YOUR OBJECTIVE:
According to the hearing testimony passage, what share of the time did Ferris operate a backhoe while working as an estimator?

DOCUMENT SECTION:
A VE also testified at the hearing. She testified that Ferris worked as a tanker truck driver,
that while generally performed at the medium exertional level, Ferris performed at a light exertional
level, and SVP 3. He also worked as a dump truck driver, that while generally performed at the
medium exertional level, Ferris performed at a light level with an SVP of 2. R. 74. He then worked
as an estimator, generally performed at SVP 7 and sedentary, that he primarily performed at
sedentary and at SVP 6 and a light exertional level. Although she did not state the job was a
composite job, she explained that 10 to 20% of the time Ferris operated a backhoe. R. 75.
The ALJ then asked the VE a series of questions related to a hypothetical individual’s ability
to perform certain jobs. He asked whether a hypothetical individual of Ferris’ age and education
who can occasionally use foot controls with the left foot, climb ramps and stairs, balance, stoop,
kneel, and crouch but can never use ladders, ropes or scaffolds or crawl; can have no more than
occasional exposure to unprotected heights; can occasionally operate commercial vehicles; and can
occasionally tolerate vibrations could perform any of Ferris’ past jobs at the light exertional level.

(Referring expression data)

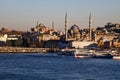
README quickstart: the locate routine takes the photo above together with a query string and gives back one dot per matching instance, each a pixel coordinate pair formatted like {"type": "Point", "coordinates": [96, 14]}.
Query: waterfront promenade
{"type": "Point", "coordinates": [23, 50]}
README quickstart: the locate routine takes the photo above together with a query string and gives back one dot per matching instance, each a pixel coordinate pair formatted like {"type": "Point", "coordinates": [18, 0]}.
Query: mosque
{"type": "Point", "coordinates": [76, 37]}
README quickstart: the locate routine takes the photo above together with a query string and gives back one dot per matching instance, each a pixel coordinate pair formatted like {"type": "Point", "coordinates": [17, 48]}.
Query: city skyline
{"type": "Point", "coordinates": [24, 14]}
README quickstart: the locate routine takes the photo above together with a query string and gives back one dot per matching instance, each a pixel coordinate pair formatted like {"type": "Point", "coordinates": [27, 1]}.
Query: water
{"type": "Point", "coordinates": [54, 67]}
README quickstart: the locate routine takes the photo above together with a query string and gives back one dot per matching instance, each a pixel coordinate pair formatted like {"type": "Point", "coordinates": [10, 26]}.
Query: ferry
{"type": "Point", "coordinates": [92, 54]}
{"type": "Point", "coordinates": [66, 52]}
{"type": "Point", "coordinates": [83, 53]}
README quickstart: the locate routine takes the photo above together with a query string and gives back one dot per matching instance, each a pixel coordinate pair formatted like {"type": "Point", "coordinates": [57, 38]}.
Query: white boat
{"type": "Point", "coordinates": [83, 53]}
{"type": "Point", "coordinates": [116, 57]}
{"type": "Point", "coordinates": [66, 52]}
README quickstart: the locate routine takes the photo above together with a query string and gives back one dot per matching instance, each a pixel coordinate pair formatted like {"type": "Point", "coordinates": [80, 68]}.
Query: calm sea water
{"type": "Point", "coordinates": [54, 67]}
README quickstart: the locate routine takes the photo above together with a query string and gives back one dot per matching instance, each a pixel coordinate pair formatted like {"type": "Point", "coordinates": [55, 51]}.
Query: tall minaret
{"type": "Point", "coordinates": [66, 27]}
{"type": "Point", "coordinates": [53, 25]}
{"type": "Point", "coordinates": [90, 27]}
{"type": "Point", "coordinates": [37, 23]}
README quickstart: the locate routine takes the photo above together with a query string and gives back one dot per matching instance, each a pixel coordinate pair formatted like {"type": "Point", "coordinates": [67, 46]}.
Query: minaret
{"type": "Point", "coordinates": [37, 23]}
{"type": "Point", "coordinates": [66, 27]}
{"type": "Point", "coordinates": [90, 27]}
{"type": "Point", "coordinates": [53, 25]}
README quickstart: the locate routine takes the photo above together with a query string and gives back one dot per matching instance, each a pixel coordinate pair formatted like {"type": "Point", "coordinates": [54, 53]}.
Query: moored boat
{"type": "Point", "coordinates": [102, 55]}
{"type": "Point", "coordinates": [83, 53]}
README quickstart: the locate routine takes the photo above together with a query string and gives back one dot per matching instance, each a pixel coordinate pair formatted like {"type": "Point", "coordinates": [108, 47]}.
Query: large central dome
{"type": "Point", "coordinates": [75, 29]}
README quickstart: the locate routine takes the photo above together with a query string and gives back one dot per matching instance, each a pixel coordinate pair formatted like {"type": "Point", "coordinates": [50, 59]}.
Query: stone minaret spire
{"type": "Point", "coordinates": [66, 27]}
{"type": "Point", "coordinates": [53, 25]}
{"type": "Point", "coordinates": [90, 27]}
{"type": "Point", "coordinates": [37, 23]}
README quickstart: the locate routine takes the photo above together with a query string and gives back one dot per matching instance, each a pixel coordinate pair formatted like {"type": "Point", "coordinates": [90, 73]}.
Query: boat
{"type": "Point", "coordinates": [102, 55]}
{"type": "Point", "coordinates": [116, 57]}
{"type": "Point", "coordinates": [66, 52]}
{"type": "Point", "coordinates": [83, 53]}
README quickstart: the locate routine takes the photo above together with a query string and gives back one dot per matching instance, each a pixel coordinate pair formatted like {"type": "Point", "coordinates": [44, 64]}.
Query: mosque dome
{"type": "Point", "coordinates": [75, 29]}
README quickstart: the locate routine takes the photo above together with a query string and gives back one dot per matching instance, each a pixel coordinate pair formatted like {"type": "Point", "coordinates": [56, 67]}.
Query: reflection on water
{"type": "Point", "coordinates": [54, 67]}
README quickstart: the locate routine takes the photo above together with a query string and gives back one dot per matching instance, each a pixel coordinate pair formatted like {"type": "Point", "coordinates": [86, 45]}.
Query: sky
{"type": "Point", "coordinates": [22, 15]}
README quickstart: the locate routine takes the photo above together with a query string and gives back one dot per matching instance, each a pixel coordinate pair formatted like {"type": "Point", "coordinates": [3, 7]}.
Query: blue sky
{"type": "Point", "coordinates": [24, 14]}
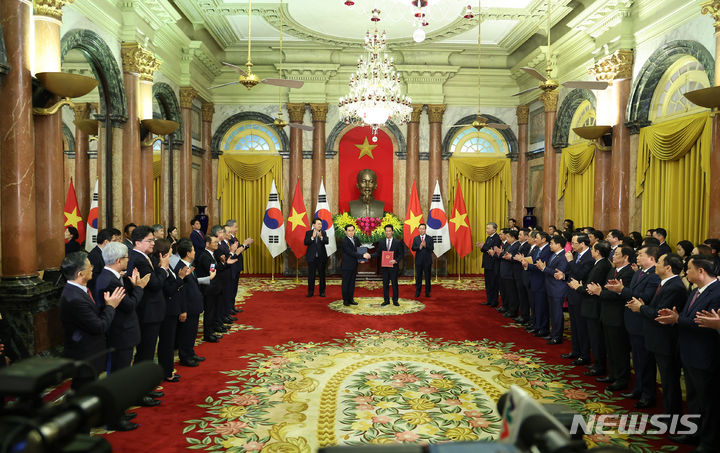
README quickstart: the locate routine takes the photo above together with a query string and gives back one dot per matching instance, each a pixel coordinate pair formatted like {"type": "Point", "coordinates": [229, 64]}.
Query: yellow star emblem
{"type": "Point", "coordinates": [72, 218]}
{"type": "Point", "coordinates": [413, 221]}
{"type": "Point", "coordinates": [366, 149]}
{"type": "Point", "coordinates": [297, 218]}
{"type": "Point", "coordinates": [459, 220]}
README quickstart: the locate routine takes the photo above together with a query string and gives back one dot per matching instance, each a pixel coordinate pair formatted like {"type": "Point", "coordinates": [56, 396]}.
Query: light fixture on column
{"type": "Point", "coordinates": [64, 85]}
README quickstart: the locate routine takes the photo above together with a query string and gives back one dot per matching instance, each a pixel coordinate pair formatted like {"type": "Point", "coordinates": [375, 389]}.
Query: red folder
{"type": "Point", "coordinates": [386, 258]}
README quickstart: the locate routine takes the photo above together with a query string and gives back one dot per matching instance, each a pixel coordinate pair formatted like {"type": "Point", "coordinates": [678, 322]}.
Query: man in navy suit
{"type": "Point", "coordinates": [422, 246]}
{"type": "Point", "coordinates": [578, 268]}
{"type": "Point", "coordinates": [316, 256]}
{"type": "Point", "coordinates": [348, 267]}
{"type": "Point", "coordinates": [389, 244]}
{"type": "Point", "coordinates": [85, 322]}
{"type": "Point", "coordinates": [555, 287]}
{"type": "Point", "coordinates": [662, 340]}
{"type": "Point", "coordinates": [491, 265]}
{"type": "Point", "coordinates": [541, 253]}
{"type": "Point", "coordinates": [642, 286]}
{"type": "Point", "coordinates": [699, 351]}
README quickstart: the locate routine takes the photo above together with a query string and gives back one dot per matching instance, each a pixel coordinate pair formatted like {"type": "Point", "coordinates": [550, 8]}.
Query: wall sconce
{"type": "Point", "coordinates": [596, 133]}
{"type": "Point", "coordinates": [64, 85]}
{"type": "Point", "coordinates": [156, 127]}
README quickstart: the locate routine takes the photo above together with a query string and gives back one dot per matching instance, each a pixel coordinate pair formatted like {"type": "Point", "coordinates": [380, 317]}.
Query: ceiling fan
{"type": "Point", "coordinates": [247, 78]}
{"type": "Point", "coordinates": [547, 83]}
{"type": "Point", "coordinates": [480, 121]}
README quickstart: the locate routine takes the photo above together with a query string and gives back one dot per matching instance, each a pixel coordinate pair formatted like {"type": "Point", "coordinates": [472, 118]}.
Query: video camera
{"type": "Point", "coordinates": [527, 426]}
{"type": "Point", "coordinates": [29, 424]}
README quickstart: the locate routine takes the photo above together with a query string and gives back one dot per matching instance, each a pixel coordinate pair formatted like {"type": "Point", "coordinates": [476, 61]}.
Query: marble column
{"type": "Point", "coordinates": [712, 8]}
{"type": "Point", "coordinates": [549, 213]}
{"type": "Point", "coordinates": [523, 114]}
{"type": "Point", "coordinates": [412, 161]}
{"type": "Point", "coordinates": [184, 186]}
{"type": "Point", "coordinates": [319, 115]}
{"type": "Point", "coordinates": [296, 112]}
{"type": "Point", "coordinates": [82, 161]}
{"type": "Point", "coordinates": [17, 172]}
{"type": "Point", "coordinates": [208, 189]}
{"type": "Point", "coordinates": [435, 114]}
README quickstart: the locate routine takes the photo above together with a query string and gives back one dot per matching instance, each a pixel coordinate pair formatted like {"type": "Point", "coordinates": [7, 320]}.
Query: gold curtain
{"type": "Point", "coordinates": [577, 182]}
{"type": "Point", "coordinates": [157, 186]}
{"type": "Point", "coordinates": [673, 176]}
{"type": "Point", "coordinates": [487, 189]}
{"type": "Point", "coordinates": [243, 187]}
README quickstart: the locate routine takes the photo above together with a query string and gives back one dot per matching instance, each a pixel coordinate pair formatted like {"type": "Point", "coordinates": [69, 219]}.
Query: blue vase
{"type": "Point", "coordinates": [204, 219]}
{"type": "Point", "coordinates": [529, 221]}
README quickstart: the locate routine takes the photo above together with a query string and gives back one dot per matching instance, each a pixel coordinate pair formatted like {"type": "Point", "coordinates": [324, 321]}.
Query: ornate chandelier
{"type": "Point", "coordinates": [375, 96]}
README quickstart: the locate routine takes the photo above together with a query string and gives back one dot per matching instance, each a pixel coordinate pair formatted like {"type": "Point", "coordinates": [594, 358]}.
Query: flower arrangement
{"type": "Point", "coordinates": [368, 230]}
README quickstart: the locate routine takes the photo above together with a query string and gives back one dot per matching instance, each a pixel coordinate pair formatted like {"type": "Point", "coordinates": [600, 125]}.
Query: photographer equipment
{"type": "Point", "coordinates": [30, 426]}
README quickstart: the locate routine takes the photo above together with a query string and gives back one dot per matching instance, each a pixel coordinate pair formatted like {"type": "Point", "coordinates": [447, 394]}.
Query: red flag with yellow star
{"type": "Point", "coordinates": [72, 213]}
{"type": "Point", "coordinates": [413, 218]}
{"type": "Point", "coordinates": [297, 223]}
{"type": "Point", "coordinates": [460, 235]}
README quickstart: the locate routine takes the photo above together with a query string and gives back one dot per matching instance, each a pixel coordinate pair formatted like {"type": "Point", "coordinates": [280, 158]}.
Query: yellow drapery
{"type": "Point", "coordinates": [487, 189]}
{"type": "Point", "coordinates": [157, 186]}
{"type": "Point", "coordinates": [244, 183]}
{"type": "Point", "coordinates": [577, 182]}
{"type": "Point", "coordinates": [673, 176]}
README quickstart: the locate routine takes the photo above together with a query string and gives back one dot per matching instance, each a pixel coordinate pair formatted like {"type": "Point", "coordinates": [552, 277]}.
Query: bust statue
{"type": "Point", "coordinates": [367, 206]}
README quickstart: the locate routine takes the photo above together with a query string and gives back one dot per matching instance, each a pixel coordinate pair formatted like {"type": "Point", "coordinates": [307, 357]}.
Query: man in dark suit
{"type": "Point", "coordinates": [578, 268]}
{"type": "Point", "coordinates": [151, 310]}
{"type": "Point", "coordinates": [699, 351]}
{"type": "Point", "coordinates": [662, 340]}
{"type": "Point", "coordinates": [541, 253]}
{"type": "Point", "coordinates": [612, 309]}
{"type": "Point", "coordinates": [191, 304]}
{"type": "Point", "coordinates": [642, 286]}
{"type": "Point", "coordinates": [555, 287]}
{"type": "Point", "coordinates": [590, 306]}
{"type": "Point", "coordinates": [85, 322]}
{"type": "Point", "coordinates": [422, 246]}
{"type": "Point", "coordinates": [348, 267]}
{"type": "Point", "coordinates": [491, 265]}
{"type": "Point", "coordinates": [389, 244]}
{"type": "Point", "coordinates": [507, 275]}
{"type": "Point", "coordinates": [316, 256]}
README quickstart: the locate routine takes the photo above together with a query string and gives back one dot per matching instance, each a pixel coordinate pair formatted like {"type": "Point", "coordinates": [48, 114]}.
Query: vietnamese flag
{"type": "Point", "coordinates": [460, 236]}
{"type": "Point", "coordinates": [297, 223]}
{"type": "Point", "coordinates": [413, 218]}
{"type": "Point", "coordinates": [72, 214]}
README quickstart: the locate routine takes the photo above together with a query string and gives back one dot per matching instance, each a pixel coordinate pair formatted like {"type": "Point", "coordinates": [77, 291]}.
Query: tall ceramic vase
{"type": "Point", "coordinates": [529, 221]}
{"type": "Point", "coordinates": [204, 219]}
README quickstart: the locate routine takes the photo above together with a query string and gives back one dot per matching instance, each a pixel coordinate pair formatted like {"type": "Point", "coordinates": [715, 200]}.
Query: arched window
{"type": "Point", "coordinates": [668, 102]}
{"type": "Point", "coordinates": [584, 116]}
{"type": "Point", "coordinates": [486, 142]}
{"type": "Point", "coordinates": [251, 137]}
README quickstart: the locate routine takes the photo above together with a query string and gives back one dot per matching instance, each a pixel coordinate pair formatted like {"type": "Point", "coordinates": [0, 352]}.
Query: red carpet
{"type": "Point", "coordinates": [287, 316]}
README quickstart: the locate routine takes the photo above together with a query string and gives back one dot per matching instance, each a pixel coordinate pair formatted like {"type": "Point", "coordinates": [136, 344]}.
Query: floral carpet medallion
{"type": "Point", "coordinates": [380, 387]}
{"type": "Point", "coordinates": [372, 306]}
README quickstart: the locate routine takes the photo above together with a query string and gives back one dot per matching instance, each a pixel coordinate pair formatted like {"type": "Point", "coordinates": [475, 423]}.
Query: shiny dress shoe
{"type": "Point", "coordinates": [146, 401]}
{"type": "Point", "coordinates": [645, 404]}
{"type": "Point", "coordinates": [617, 386]}
{"type": "Point", "coordinates": [123, 425]}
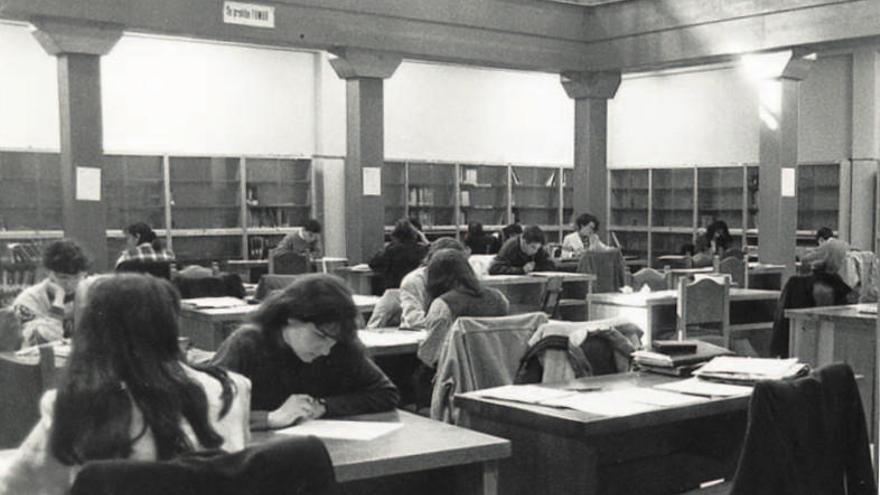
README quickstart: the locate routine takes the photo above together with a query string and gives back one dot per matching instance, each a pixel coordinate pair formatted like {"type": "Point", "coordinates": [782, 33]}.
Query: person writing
{"type": "Point", "coordinates": [143, 245]}
{"type": "Point", "coordinates": [522, 254]}
{"type": "Point", "coordinates": [303, 357]}
{"type": "Point", "coordinates": [45, 310]}
{"type": "Point", "coordinates": [126, 393]}
{"type": "Point", "coordinates": [584, 238]}
{"type": "Point", "coordinates": [306, 241]}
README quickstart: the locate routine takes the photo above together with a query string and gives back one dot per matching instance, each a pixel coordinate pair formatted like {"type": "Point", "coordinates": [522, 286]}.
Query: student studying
{"type": "Point", "coordinates": [126, 393]}
{"type": "Point", "coordinates": [303, 358]}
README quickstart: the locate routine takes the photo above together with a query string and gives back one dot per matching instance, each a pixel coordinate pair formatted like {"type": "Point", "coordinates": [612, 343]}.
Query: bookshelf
{"type": "Point", "coordinates": [535, 193]}
{"type": "Point", "coordinates": [679, 200]}
{"type": "Point", "coordinates": [483, 195]}
{"type": "Point", "coordinates": [431, 189]}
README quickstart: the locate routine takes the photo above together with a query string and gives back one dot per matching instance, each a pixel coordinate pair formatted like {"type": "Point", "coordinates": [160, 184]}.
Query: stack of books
{"type": "Point", "coordinates": [677, 358]}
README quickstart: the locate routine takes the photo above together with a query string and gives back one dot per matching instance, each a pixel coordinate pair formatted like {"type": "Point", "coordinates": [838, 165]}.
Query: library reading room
{"type": "Point", "coordinates": [439, 247]}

RESULT:
10 to 20% of the time.